• **Exercise**: Here are some records. Transcribe all of them exactly.

[Stored entries]
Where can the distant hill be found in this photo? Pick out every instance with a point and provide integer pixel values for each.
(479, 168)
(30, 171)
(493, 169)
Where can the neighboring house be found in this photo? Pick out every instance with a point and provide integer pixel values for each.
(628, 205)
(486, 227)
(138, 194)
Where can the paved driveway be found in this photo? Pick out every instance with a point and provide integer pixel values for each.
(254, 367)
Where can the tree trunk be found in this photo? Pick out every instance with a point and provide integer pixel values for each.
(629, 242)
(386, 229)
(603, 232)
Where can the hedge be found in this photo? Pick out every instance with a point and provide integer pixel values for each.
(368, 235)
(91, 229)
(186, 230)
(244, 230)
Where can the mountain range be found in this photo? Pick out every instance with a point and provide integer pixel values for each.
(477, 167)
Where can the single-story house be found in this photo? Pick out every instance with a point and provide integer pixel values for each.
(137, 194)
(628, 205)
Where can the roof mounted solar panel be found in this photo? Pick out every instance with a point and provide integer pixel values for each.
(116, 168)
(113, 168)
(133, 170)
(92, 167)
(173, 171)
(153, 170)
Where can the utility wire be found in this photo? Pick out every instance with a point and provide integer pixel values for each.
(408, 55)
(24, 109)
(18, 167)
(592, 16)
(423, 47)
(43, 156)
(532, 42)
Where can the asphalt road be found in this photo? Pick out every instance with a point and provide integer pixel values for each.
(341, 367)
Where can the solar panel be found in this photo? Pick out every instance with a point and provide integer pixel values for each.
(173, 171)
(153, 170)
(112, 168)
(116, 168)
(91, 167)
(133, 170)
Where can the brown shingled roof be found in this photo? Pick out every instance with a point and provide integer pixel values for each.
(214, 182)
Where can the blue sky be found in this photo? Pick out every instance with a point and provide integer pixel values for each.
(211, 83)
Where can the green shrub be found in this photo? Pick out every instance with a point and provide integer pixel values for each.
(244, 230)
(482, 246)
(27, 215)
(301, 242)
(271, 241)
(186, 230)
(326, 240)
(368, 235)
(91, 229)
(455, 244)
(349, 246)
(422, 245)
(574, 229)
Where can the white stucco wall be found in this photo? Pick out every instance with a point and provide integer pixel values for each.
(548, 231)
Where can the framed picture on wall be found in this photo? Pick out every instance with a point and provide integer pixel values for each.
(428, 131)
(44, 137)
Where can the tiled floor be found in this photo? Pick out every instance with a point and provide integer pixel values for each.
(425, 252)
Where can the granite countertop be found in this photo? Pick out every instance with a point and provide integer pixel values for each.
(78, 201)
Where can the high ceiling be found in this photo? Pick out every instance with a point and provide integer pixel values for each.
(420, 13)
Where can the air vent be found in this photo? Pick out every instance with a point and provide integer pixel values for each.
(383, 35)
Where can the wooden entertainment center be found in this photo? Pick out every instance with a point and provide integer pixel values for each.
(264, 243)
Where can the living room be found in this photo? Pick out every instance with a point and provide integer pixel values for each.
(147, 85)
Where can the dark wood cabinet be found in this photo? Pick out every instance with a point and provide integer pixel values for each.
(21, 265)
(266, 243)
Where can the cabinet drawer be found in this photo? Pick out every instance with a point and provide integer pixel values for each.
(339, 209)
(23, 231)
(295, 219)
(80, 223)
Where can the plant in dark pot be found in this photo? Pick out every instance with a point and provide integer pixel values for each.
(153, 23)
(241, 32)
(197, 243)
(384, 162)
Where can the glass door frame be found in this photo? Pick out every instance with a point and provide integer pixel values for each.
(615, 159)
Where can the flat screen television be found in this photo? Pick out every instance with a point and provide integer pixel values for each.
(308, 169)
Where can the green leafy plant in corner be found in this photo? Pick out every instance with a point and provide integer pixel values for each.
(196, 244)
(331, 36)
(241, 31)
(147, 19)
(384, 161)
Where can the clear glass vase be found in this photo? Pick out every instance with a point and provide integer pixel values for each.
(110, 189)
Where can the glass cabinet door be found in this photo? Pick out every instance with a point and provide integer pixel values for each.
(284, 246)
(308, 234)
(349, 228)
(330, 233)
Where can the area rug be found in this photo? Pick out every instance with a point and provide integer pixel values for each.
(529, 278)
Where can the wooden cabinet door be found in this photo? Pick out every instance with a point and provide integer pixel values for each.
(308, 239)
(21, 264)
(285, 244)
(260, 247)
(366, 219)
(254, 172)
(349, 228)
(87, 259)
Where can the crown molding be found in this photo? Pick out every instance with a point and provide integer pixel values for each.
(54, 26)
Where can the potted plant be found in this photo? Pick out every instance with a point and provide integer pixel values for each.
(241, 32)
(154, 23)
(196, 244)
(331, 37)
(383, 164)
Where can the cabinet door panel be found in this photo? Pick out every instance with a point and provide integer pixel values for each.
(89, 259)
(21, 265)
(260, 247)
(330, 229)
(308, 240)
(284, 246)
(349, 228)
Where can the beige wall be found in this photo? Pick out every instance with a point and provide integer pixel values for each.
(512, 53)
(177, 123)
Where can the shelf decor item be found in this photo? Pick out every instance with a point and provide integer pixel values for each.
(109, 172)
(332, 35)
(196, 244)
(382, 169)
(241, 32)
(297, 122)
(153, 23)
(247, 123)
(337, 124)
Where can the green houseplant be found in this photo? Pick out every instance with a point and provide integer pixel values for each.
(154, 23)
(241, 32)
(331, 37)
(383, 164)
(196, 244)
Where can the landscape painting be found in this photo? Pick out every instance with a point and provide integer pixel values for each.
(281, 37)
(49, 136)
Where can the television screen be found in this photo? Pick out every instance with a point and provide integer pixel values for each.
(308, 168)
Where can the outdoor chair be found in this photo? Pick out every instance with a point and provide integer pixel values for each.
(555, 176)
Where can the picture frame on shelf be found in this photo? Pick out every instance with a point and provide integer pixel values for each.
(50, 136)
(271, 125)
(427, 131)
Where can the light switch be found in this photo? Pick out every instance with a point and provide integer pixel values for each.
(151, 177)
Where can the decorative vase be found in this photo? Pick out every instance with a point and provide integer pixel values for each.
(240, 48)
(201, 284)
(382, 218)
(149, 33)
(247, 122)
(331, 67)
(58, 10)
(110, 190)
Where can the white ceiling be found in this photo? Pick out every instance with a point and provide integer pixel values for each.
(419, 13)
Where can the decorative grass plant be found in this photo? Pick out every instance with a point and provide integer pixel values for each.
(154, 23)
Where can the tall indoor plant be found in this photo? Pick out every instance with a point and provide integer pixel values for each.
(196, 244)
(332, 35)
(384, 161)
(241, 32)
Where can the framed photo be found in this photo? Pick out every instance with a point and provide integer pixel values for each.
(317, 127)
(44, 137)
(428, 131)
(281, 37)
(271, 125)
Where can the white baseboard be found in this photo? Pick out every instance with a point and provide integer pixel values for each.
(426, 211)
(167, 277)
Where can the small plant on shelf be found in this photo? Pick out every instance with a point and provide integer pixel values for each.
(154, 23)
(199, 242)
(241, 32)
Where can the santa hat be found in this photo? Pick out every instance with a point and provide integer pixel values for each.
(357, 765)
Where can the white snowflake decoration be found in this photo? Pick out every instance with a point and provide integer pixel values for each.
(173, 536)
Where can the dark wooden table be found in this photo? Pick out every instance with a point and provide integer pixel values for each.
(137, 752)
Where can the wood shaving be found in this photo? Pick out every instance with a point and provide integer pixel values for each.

• **Written answer**:
Where can the distant hill be found in this photo? Pick out every instance with a point and provide integer pixel values for each.
(479, 168)
(30, 171)
(493, 169)
Where can the neighboring house be found in this photo? Pick out every instance with a point and provide integer pixel values for each.
(628, 205)
(486, 227)
(138, 194)
Where can the paved driveway be found in this photo? Pick out every instance with a point and provide integer pixel values for each.
(254, 367)
Where can the tree trunk be found in this photo? Pick out every instance with a point and provide integer pixel values for each.
(629, 242)
(386, 229)
(603, 232)
Where can the hedge be found in this photo? Pick out every instance with a point and provide integer pixel values for each.
(368, 235)
(91, 229)
(186, 230)
(244, 230)
Where can the mountain range be found in this photo? Pick out every instance with a point and provide integer pixel values for each.
(477, 167)
Where can the single-story house be found in this photo? Pick out every instance with a point and provide integer pixel values for each.
(137, 194)
(628, 205)
Where can the roof mounted solar panel be found in this photo? Pick out every instance with a point and provide integer pixel values for each.
(116, 168)
(113, 168)
(133, 170)
(92, 167)
(173, 171)
(153, 170)
Where can the utility wire be found in this photo? Pick out every instance with a point and provide integer pixel values for each.
(408, 55)
(24, 109)
(18, 167)
(592, 16)
(423, 47)
(43, 156)
(532, 42)
Where can the asphalt road be found in this photo? Pick out every instance with a point and provide integer pixel values for each.
(341, 367)
Where can the solar panel be found in this photo? Pick out every instance with a point and provide integer pixel values for each.
(173, 171)
(153, 170)
(112, 168)
(116, 168)
(91, 167)
(133, 170)
Where can the brown shingled roof be found in this photo? Pick out every instance with a point and provide integer pixel values for each.
(214, 182)
Where can the blue sky be found in this photo? Pick out every instance with a point and provide integer pixel values for each.
(211, 83)
Where can the green shrub be found in this photo? Pick out every instance with a point and provide integer pixel values for each.
(244, 230)
(482, 246)
(27, 215)
(301, 242)
(271, 241)
(186, 230)
(326, 240)
(368, 235)
(91, 229)
(455, 244)
(349, 246)
(422, 245)
(574, 229)
Where can the white stucco wall be found in this photo? Pick out every instance with a point and provide integer pixel values for each.
(548, 231)
Where can the framed picture on wall be found in this photo? Pick out every instance with a point and provide integer pixel values for each.
(428, 131)
(44, 137)
Where can the tiled floor be found in this photo? Pick out every instance with a point and provide integer pixel values for each.
(425, 252)
Where can the granite countertop be found in this photo? Pick out every instance with a point and provide integer pixel values for each.
(78, 201)
Where can the high ceiling be found in this photo? Pick out every instance with a point and provide integer pixel values for each.
(420, 13)
Where can the air vent be found in this photo? Pick out every instance with a point and provide integer pixel values for each.
(383, 35)
Where can the wooden entertainment center be found in this photo? Pick out every instance with a point and provide integer pixel values for each.
(264, 243)
Where can the living room be found in this photo? Pick out every instance with a point and provide integer pixel values for each.
(147, 85)
Where can the dark wood cabinet be found in this photo? Pick out every instance with a point and provide integer pixel values for each.
(21, 265)
(266, 243)
Where can the cabinet drawer be found in this photo? Pick out every instance with a point and provide integer pixel values for each.
(339, 209)
(23, 231)
(295, 219)
(80, 223)
Where can the plant in dark pot be found in this photo? Pick out every instance with a point and provide integer pixel values for each.
(153, 23)
(241, 32)
(197, 243)
(384, 162)
Where can the glass door frame be found in this photo? Pick out every instance with a point and provide integer pixel values for each.
(615, 159)
Where can the flat screen television be found in this photo? Pick out every instance with a point and provide integer pixel values for each.
(308, 169)
Where can the green leafy plant in corner be found in this photo? Pick out every instance with a point and provide integer pixel values for each.
(196, 244)
(331, 36)
(241, 31)
(147, 19)
(384, 161)
Where can the clear glass vase be found in this photo? Pick out every instance with a point and provide integer pixel values for each.
(110, 189)
Where can the glass cabinet door be found in this photo? Pick out every instance with a point and provide integer pixel values for each.
(284, 246)
(308, 234)
(349, 228)
(330, 233)
Where can the area rug be found in this photo? Pick out every instance with a point and provide integer pixel values for each.
(529, 278)
Where can the wooden cabinet door be found in this photo? Pick out every instance with a point and provide integer pixel values for each.
(308, 239)
(21, 264)
(285, 244)
(260, 247)
(366, 219)
(254, 172)
(349, 228)
(87, 259)
Where can the crown molding be found in this photo? Pick out every instance with a point and provide integer pixel values for each.
(54, 26)
Where can the potted plant be found in this photo? Pick out every instance with a point and provide integer pixel values for each.
(241, 32)
(154, 23)
(196, 244)
(331, 37)
(383, 164)
Where can the cabinet door panel be found in this photo? Pick out every instance with a point and provide integer pixel values for each.
(89, 259)
(21, 265)
(260, 247)
(330, 229)
(308, 240)
(284, 246)
(349, 228)
Where can the beige wall be found in this photo? Pick out every instance with a point and provide integer pixel values for each.
(512, 53)
(177, 123)
Where can the shelf decor item be found in this photo? Pick out every instance with a point and provide integer pixel values for each.
(109, 172)
(332, 35)
(196, 244)
(382, 169)
(241, 32)
(297, 122)
(153, 23)
(247, 123)
(337, 124)
Where can the green houseplant be found in this photo? Pick out every instance with a point and provide integer pixel values for each.
(154, 23)
(241, 32)
(331, 37)
(383, 164)
(196, 244)
Where can the landscape painting be found in this photo? Pick out every instance with a point and provide integer pixel values for each.
(281, 37)
(49, 136)
Where can the television screen be found in this photo? Pick out every instance with a point and provide integer pixel values for each.
(308, 168)
Where can the outdoor chair be found in this photo? Pick out every instance with a point and provide integer pixel values for each.
(555, 176)
Where can the picture frame on shelf be found in this photo? Pick out every instance with a point and provide integer pixel values for each.
(50, 136)
(271, 125)
(427, 131)
Where can the light switch be found in this photo? Pick out every instance with a point and provide integer pixel values for each.
(151, 177)
Where can the decorative vase be found in this photo? Pick out every instance with a point and provide integer pixel values for each.
(240, 48)
(201, 284)
(382, 218)
(149, 33)
(247, 122)
(331, 67)
(58, 10)
(110, 190)
Where can the white ceiling be found in this photo? Pick out every instance with a point and provide integer pixel values for each.
(419, 13)
Where can the decorative grass plant be found in this photo? Pick out every instance with a point and provide integer pixel values for each.
(154, 23)
Where can the tall indoor plant be found in this photo? Pick out every instance with a point and provide integer pixel values for each.
(196, 244)
(332, 35)
(384, 161)
(241, 32)
Where can the framed photo be found in this photo? Pick out every instance with a point and provide integer pixel values for each.
(317, 127)
(44, 137)
(428, 131)
(281, 37)
(271, 125)
Where can the white baseboard be found in this photo? Pick out every instance with a point and provide integer pixel values for each.
(426, 211)
(167, 277)
Where can the small plant on shelf be found in this photo? Pick out every instance with a point and provide integer pixel values for each.
(154, 23)
(199, 242)
(241, 32)
Where can the santa hat be found in this photo? Pick out every instance with a point and provide integer pixel values for each.
(357, 765)
Where can the white snowflake decoration be found in this photo? Pick out every instance with a point and provide integer pixel values for each.
(173, 536)
Where can the dark wooden table be found in this photo? Pick out every instance with a point and provide integer pixel values for each.
(137, 752)
Where can the wood shaving be found in this photo? Pick out every instance with a point and provide integer pixel values for each.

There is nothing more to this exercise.